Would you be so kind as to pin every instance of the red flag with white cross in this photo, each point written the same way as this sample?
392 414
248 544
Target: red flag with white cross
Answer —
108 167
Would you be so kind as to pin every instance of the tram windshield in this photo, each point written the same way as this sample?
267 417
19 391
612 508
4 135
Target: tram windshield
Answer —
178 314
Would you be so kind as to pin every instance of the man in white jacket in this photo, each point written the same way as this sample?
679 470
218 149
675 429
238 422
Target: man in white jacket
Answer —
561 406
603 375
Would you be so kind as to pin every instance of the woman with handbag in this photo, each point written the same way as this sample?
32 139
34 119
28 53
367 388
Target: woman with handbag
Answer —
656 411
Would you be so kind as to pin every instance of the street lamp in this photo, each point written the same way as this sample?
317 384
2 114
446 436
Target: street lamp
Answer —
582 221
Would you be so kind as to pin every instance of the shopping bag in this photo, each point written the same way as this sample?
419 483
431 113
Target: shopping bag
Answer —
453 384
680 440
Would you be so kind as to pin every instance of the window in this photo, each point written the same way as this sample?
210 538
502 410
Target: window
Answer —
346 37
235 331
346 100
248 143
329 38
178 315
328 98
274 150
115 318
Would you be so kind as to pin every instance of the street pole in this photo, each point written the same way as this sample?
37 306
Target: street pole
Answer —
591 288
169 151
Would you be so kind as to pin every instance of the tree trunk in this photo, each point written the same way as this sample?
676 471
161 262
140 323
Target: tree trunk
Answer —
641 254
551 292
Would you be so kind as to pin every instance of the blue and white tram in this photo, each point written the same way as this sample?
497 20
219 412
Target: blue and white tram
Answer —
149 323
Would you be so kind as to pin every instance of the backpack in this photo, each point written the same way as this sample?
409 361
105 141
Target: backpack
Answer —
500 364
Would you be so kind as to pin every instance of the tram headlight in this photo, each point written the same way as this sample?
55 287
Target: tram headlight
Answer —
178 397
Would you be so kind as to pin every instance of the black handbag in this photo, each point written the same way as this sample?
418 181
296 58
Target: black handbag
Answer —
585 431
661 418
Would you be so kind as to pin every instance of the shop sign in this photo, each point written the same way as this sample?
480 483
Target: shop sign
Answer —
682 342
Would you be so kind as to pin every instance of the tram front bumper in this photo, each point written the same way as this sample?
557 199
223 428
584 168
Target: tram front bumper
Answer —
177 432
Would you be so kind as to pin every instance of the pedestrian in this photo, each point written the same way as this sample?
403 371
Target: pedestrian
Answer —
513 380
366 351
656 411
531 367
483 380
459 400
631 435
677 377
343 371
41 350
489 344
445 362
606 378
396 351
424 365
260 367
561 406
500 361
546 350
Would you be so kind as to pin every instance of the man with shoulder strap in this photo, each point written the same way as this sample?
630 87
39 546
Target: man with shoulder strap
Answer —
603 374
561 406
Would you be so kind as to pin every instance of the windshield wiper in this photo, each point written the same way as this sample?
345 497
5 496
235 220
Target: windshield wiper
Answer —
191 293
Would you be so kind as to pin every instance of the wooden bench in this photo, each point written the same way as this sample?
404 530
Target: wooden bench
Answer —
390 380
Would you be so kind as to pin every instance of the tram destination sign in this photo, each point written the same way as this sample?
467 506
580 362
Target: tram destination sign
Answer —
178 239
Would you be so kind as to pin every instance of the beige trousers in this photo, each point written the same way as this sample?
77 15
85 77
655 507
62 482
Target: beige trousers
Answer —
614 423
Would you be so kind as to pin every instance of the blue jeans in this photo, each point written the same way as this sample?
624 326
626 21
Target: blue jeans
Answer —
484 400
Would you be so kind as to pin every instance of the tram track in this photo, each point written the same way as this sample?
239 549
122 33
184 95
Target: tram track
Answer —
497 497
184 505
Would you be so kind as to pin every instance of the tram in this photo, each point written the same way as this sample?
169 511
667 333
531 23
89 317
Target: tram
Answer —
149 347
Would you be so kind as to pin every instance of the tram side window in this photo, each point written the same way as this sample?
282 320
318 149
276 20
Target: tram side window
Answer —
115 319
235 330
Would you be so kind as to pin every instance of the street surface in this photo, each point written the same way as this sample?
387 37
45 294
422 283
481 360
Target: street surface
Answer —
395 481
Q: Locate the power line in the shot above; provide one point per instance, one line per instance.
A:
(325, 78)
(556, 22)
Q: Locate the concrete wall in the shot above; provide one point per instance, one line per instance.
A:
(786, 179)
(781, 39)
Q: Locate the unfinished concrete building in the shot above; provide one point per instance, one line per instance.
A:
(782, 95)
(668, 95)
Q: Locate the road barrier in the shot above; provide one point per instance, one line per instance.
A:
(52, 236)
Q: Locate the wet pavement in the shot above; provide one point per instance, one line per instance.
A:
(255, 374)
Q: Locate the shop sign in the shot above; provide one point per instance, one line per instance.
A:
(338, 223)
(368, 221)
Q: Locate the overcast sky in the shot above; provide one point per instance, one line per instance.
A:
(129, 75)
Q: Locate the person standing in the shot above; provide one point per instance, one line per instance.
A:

TASK TO COMPLETE => The output must reproduce the whole listing without a single change.

EXPECTED ANSWER =>
Would you be so kind as to pin every instance of the red flag with white cross in this photo, each point written the same way as this sample?
392 414
248 544
Target: red flag with white cross
Answer —
108 167
Would you be so kind as to pin every instance of the tram windshield in this photo, each point written the same way as this sample?
267 417
19 391
612 508
4 135
Target: tram windshield
Answer —
178 314
Would you be so kind as to pin every instance of the man in white jacket in this photo, each point written the same way as this sample?
679 470
218 149
675 429
238 422
Target: man in white jacket
Answer —
561 406
603 375
Would you be so kind as to pin every instance of the woman with handbag in this photo, each point written the same way as this sample?
32 139
34 119
28 53
367 388
Target: woman with handbag
Answer —
656 411
Would you be so kind as to pin every instance of the street lamp in this photo, each point written the same way as this sample?
317 384
2 114
446 436
Target: street lamp
Answer —
582 221
Would you be so kind as to pin every instance of the shopping bag in this photo, each point written the same way as this sample?
419 483
431 113
Target: shopping bag
Answer —
453 384
680 440
Would you be so kind as to pin every instance of the window in this photo, each point written the same way as this sample?
210 538
502 410
Target: window
Answer —
346 37
235 331
346 100
248 143
329 38
178 315
328 98
274 150
115 318
Would you be so kind as to pin every instance of the street pole in this photo, each point written the same way as this sample?
37 306
Target: street pole
Answer —
591 288
169 151
Would you be so kind as to pin every instance of the tree trunk in this photo, each point written the same way as this sample?
676 471
161 262
140 323
Target: tree trunk
Answer —
641 254
551 292
Would you be so kind as to pin every instance of the blue and white tram in this photo, each point written the same way as this sample?
497 20
219 412
Target: blue and white tram
Answer —
149 323
Would you be so kind as to pin every instance of the backpack in this photo, each point written the same way as this sample?
409 361
105 141
Target: backpack
Answer —
500 364
Would you be so kind as to pin every instance of the tram headlight in this photo, each point written the same way as this sample?
55 287
Target: tram headlight
Answer —
178 397
Would you be so kind as to pin every instance of the black handbag in this photo, each point written the same way as this sample?
418 181
296 58
Target: black handbag
Answer —
585 431
661 418
Would you be so kind as to pin every instance of the shop sign in this photo, each point written the same way as this sample?
480 483
Target: shop sign
Answer —
682 342
Would you be so kind as to pin every instance of the tram front bumper in this photo, each point written the same way as this sample?
557 199
223 428
584 168
Target: tram front bumper
Answer —
177 432
Would you be so kind as to pin every instance of the pedestrian in this photo, each point written the same way as this sample?
403 371
Target: pedestrian
Answer —
513 380
366 351
656 411
531 367
483 380
459 400
631 435
677 377
343 371
41 350
489 344
445 362
606 378
396 351
424 365
260 367
561 406
500 361
546 350
Would you be so kind as to pin every instance of the man with shoulder strap in this photo, each point written the same way as this sample?
630 87
39 546
Target: man with shoulder strap
Answer —
603 374
561 406
Would you be so kind as to pin every instance of the windshield wiper in this photo, each point written the same way as this sample?
345 497
5 496
235 220
Target: windshield wiper
Answer —
191 293
Would you be so kind as to pin every instance of the wooden bench in this photo, each point written the same way as this sample?
404 530
Target: wooden bench
Answer —
390 380
Would you be so kind as to pin every instance of the tram destination sign in this photo, each point written the same way as this sample?
467 506
580 362
Target: tram destination sign
Answer —
178 239
Would you be so kind as to pin every instance of the beige trousers in this photo, each point written the same way as this sample?
77 15
85 77
655 507
62 482
Target: beige trousers
Answer —
614 423
Would you be so kind as to pin every instance of the blue jeans in this photo, each point written the same way as this sample?
624 326
626 21
Target: blue jeans
Answer —
484 400
Would you be so kind as to pin every instance of the tram track in this photo, each point written the same way as this sample?
239 549
122 33
184 95
Target: tram track
Answer —
497 497
184 505
Would you be so kind as to pin every instance of the tram in this photo, each point written the same way as this sample?
169 511
667 333
531 23
89 317
Target: tram
Answer —
149 347
Would you be so kind as to pin every instance of the tram side window in this photo, each point written the same way as this sample?
282 320
318 149
276 20
Target: tram side window
Answer —
115 319
235 330
Would you be so kind as to pin every instance of the street surface in this photo, each point written the same way as this sample?
387 37
45 294
422 283
481 360
Target: street surface
Answer —
395 481
Q: Locate the power line in the shot above; provide one point per instance, one line per instance.
A:
(325, 78)
(556, 22)
Q: Locate the concrete wall in the shot above; provide one point per instance, one line per instance.
A:
(786, 179)
(781, 39)
Q: Locate the unfinished concrete building in the shot above; provide one point per instance, one line per instance.
A:
(782, 95)
(668, 95)
Q: Locate the road barrier in the shot above; provide one point per instance, one line per instance.
A:
(52, 236)
Q: Locate the wet pavement in the shot above; provide one point per instance, one line per instance.
A:
(255, 374)
Q: Locate the shop sign in the shot above; provide one point per instance, one line per instance.
A:
(338, 223)
(368, 221)
Q: Locate the overcast sky in the shot above; provide one point per instance, one line per instance.
A:
(129, 75)
Q: Locate the person standing in the shot above; provide one point per instance, one line per instance.
A:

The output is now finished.